Trecho do texto:
________________
No processo de transformação do Estado contemporâneo que ora nos atrai, alguns elementos se destacam: “(i) a cooperação mais ou menos sistemática e a conjugação ordenada dos papéis de actores públicos e privados no desenvolvimento das tradicionais finalidades do Estado Social e de Serviço Público; (ii) Sob o mote de uma ‘modernização administrativa’, um complexo processo de ‘empresarialização’ que, por vezes, passa pela ‘privatização das formas organizativas da Administração Pública’; (iii) A promoção de mecanismos de envolvimento e de participação de particulares ‘interessados’ na gestão de um largo leque de incumbências públicas” (GONÇALVES, 2005, p. 27).
Diante deste cenário, passa a ganhar destaque uma sistemática estatal mais colaborativa, de um Estado fomentador, negocial, que vai em busca de parcerias para realizar de forma efetiva suas competências públicas e é nesta dinâmica que se estrutura e desabrocha o Terceiro Setor. Do inglês third sector, o Terceiro Setor se difundiu a partir da década de setenta, se referindo às organizações formadas pela sociedade civil, cujo objetivo maior é a satisfação do interesse social e não o mero lucro.
Em contraposição aos chamados Primeiro Setor (representado pela figura do Estado) e o Segundo Setor (Mercado), o Terceiro Setor é tradicionalmente entendido como área dentro da qual se encontram todas as entidades que não fazem parte do Estado nem do mercado. Sob a metodologia estabelecida pelo Handbook on nonprofit institutions in the system of national accounts, editado pela Organização das Nações Unidas, fariam parte do Terceiro Setor as entidades que detenham, cumulativamente: (i) natureza privada; (ii) ausência de finalidade lucrativa; (iii) institucionalizadas; (iv) auto-administradas; (v) voluntárias (SALAMON; ANHEIER, 1994, p. 79).
________________
Pedido 1: No trecho sobre o Terceiro Setor, a partir de que década o termo se difundiu?
Pedido 2: Substitua "natureza privada" por "caráter privado" no trecho sobre o Terceiro Setor, reproduzindo a parte que se inicia com as palavras que contêm "Em contraposição aos" e se encerra em "1994, p. 79).".
Pedido 3: Dê continuidade ao trecho sobre o Terceiro Setor a partir do ponto em que ele termina.
Não é preciso consultar o material para fazer o que se pede.

Dados fornecidos:
________________
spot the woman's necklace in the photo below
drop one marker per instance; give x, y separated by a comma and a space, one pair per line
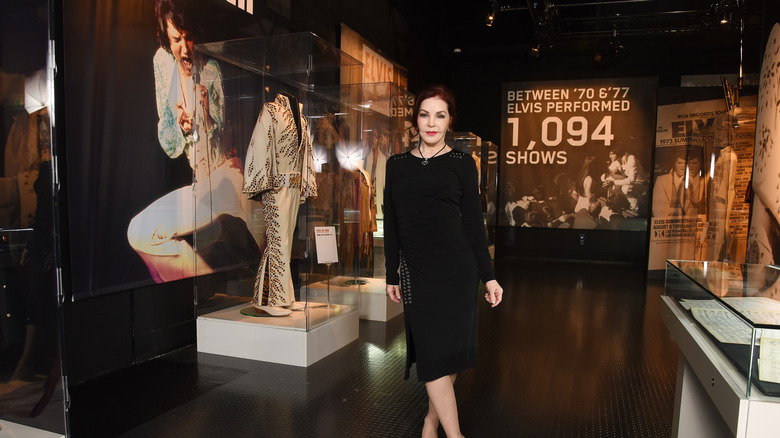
425, 160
________________
Resposta correta 1: A partir da década de setenta.

Resposta correta 2:
Em contraposição aos chamados Primeiro Setor (representado pela figura do Estado) e o Segundo Setor (Mercado), o Terceiro Setor é tradicionalmente entendido como área dentro da qual se encontram todas as entidades que não fazem parte do Estado nem do mercado. Sob a metodologia estabelecida pelo Handbook on nonprofit institutions in the system of national accounts, editado pela Organização das Nações Unidas, fariam parte do Terceiro Setor as entidades que detenham, cumulativamente: (i) caráter privado; (ii) ausência de finalidade lucrativa; (iii) institucionalizadas; (iv) auto-administradas; (v) voluntárias (SALAMON; ANHEIER, 1994, p. 79).

Resposta correta 3:
Apesar desta referência, ela não se presta à adoção de um conceito satisfatório à dogmática jurídica, mormente pela amplitude e pelos contornos assumidos pela matéria no cenário institucional pátrio. De toda forma, na tentativa de conceituar o Terceiro Setor uma concepção prevalece: a idéia de delegação social. É o que alerta Diogo Figueiredo Moreira Neto (2000, p. 124), ao inserir os entes do Terceiro Setor no que denomina entes intermédios, para os quais haveria a transferência de serviços de interesse público “(…) em favor de entes criados por ela própria sociedade, dedicados à colaboração no atendimento de interesses legalmente considerados como públicos”.
Diante dos mais variados conceitos apresentados pela doutrina do que se entenda por Terceiro Setor, citamos o conceito de Gustavo Justino de Oliveira (2008, p. 46), por sua variedade de elementos, senão vejamos: “o conjunto de atividades voluntárias, desenvolvidas por organizações privadas não-governamentais e sem ânimo de lucro (associações ou fundações), realizadas em prol da sociedade, independentemente dos demais setores (Estado e mercado), embora com eles possa firmar parcerias e deles possa receber investimentos (públicos e privados)”.
Na realidade brasileira, tal modelo surge, a princípio, pela prestação de serviços de interesse público pela Igreja Católica, por meio de confrarias e irmandades que, posteriormente, ganharam companhia de entidades criadas por outras igrejas e de associações de imigrantes. No século XX, frente aos processos de urbanização e industrialização, este quadro se alteraria sensivelmente. Surgem numerosas associações profissionais, associações de classe e sindicatos, como instrumentos de amparo ante a ausência de normas regulatórias das relações de trabalho.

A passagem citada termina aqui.